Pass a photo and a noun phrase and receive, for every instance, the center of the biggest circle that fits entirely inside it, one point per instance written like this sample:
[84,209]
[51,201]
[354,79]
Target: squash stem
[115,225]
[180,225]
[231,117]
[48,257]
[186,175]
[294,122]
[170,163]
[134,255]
__________
* Work to be completed:
Set down each record again, exactly as written.

* Answer to the exercise:
Pass a photo and a noun phrase and receive, for every instance, the center of the biggest circle that fits entirely inside it, one point per instance written like this sample:
[84,209]
[51,201]
[354,79]
Target: squash stem
[115,225]
[180,225]
[231,117]
[48,257]
[186,175]
[294,122]
[170,163]
[134,255]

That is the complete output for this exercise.